* [SHORT EXERCISE]: Which lines in the data below contain the string "Target"? Report each of those lines in full.

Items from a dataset
########################################

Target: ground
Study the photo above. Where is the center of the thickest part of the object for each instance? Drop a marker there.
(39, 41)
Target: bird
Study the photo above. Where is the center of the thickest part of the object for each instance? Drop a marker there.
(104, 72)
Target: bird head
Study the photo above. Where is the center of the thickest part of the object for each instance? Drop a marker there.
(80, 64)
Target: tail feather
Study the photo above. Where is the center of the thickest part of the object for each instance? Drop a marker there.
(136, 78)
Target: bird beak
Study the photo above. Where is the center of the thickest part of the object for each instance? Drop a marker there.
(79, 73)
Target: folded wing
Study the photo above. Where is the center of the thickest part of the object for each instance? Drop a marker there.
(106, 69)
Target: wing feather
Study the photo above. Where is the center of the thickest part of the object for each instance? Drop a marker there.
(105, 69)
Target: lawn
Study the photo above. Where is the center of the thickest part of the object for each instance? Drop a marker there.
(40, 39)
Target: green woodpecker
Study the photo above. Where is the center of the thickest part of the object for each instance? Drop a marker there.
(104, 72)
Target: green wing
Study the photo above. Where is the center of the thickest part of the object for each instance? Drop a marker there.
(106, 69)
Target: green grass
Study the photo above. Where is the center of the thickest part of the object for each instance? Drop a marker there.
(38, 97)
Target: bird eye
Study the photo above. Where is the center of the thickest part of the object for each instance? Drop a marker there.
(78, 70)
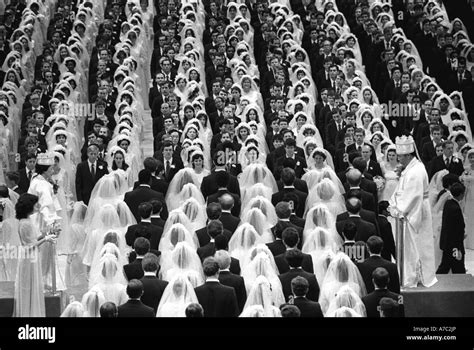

########################################

* [ANSWER TO THIS EXERCISE]:
Target: ground
Target: bird
Target: bird head
Target: tail feather
Target: bird beak
Target: folded wing
Target: wing feather
Target: lawn
Target: green woodpecker
Target: green wing
Target: green grass
Target: bird eye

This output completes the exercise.